Copy every one of the records below word for word, leaving out the pictures.

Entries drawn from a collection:

>> Begin

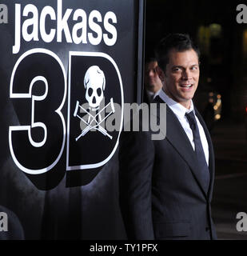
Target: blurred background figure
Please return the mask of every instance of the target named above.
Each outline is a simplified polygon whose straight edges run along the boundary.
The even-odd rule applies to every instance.
[[[23,228],[17,215],[2,206],[0,206],[0,240],[24,240]],[[3,226],[2,216],[6,217],[6,226]]]
[[[145,63],[143,102],[150,103],[162,89],[162,82],[156,72],[157,66],[154,57],[148,57]]]

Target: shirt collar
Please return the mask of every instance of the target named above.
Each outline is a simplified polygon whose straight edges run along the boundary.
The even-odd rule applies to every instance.
[[[190,100],[190,107],[189,110],[188,110],[180,103],[169,98],[163,90],[159,92],[159,97],[168,105],[168,106],[173,110],[173,112],[179,119],[184,118],[186,113],[193,111],[193,113],[195,114],[192,100]]]
[[[157,95],[159,94],[161,90],[162,90],[161,88],[154,94],[153,91],[146,90],[146,94],[147,94],[149,98],[150,98],[151,97],[153,97],[153,98],[154,98]]]

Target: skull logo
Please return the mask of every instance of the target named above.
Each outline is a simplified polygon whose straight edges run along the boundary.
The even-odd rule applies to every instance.
[[[104,72],[98,66],[90,66],[86,72],[84,78],[86,99],[93,110],[97,110],[103,99],[103,91],[106,87]]]

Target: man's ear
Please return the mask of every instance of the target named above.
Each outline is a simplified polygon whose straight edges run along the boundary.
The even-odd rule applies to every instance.
[[[158,75],[158,77],[160,78],[160,79],[161,80],[161,82],[164,82],[164,78],[165,78],[165,74],[164,71],[157,66],[156,68],[156,72]]]

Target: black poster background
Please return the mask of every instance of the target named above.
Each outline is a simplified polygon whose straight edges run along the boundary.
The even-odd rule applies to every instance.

>> End

__RESPONSE TO THE TASK__.
Target: blurred background figure
Please return the mask of every instance of the target named above.
Each outline is a simplified polygon whose straight edges run along the boundary.
The even-odd rule applies to every instance.
[[[23,228],[17,215],[2,206],[0,206],[0,240],[24,240]],[[3,226],[2,216],[6,217],[6,226]]]
[[[145,63],[143,102],[150,103],[162,89],[162,82],[156,72],[157,66],[154,57],[148,57]]]

Target: shirt collar
Please return the mask of every instance of the target named above.
Each outline is a simplified polygon whose straight edges run along the boundary.
The even-odd rule applies to every instance.
[[[190,100],[190,107],[189,110],[188,110],[180,103],[169,98],[163,90],[159,92],[159,97],[168,105],[168,106],[173,110],[173,112],[179,119],[184,118],[186,113],[193,111],[193,113],[195,114],[192,100]]]
[[[157,95],[159,94],[161,90],[162,90],[161,88],[154,94],[153,91],[146,90],[146,94],[147,94],[149,98],[150,98],[151,97],[153,97],[153,98],[154,98]]]

Target: skull logo
Please return the mask of every instance of the target named above.
Each outline is a simplified polygon whose straight edges run along the boundary.
The even-odd rule applies to every instance.
[[[104,72],[98,66],[90,66],[86,72],[84,78],[86,99],[93,110],[97,110],[103,99],[103,91],[106,87]]]

Target: man's ear
Please return the mask of every instance of the target named above.
Each outline is a simplified polygon whose straight edges run along the boundary.
The even-odd rule applies to every instance.
[[[158,75],[158,77],[160,78],[160,79],[161,80],[161,82],[164,82],[164,78],[165,78],[165,74],[164,71],[157,66],[156,68],[156,72]]]

Target: black poster background
Please return the mask of every instance of the target named above.
Each outline is a simplified polygon whose straight edges run along the boundary.
The even-odd rule applies to every instance.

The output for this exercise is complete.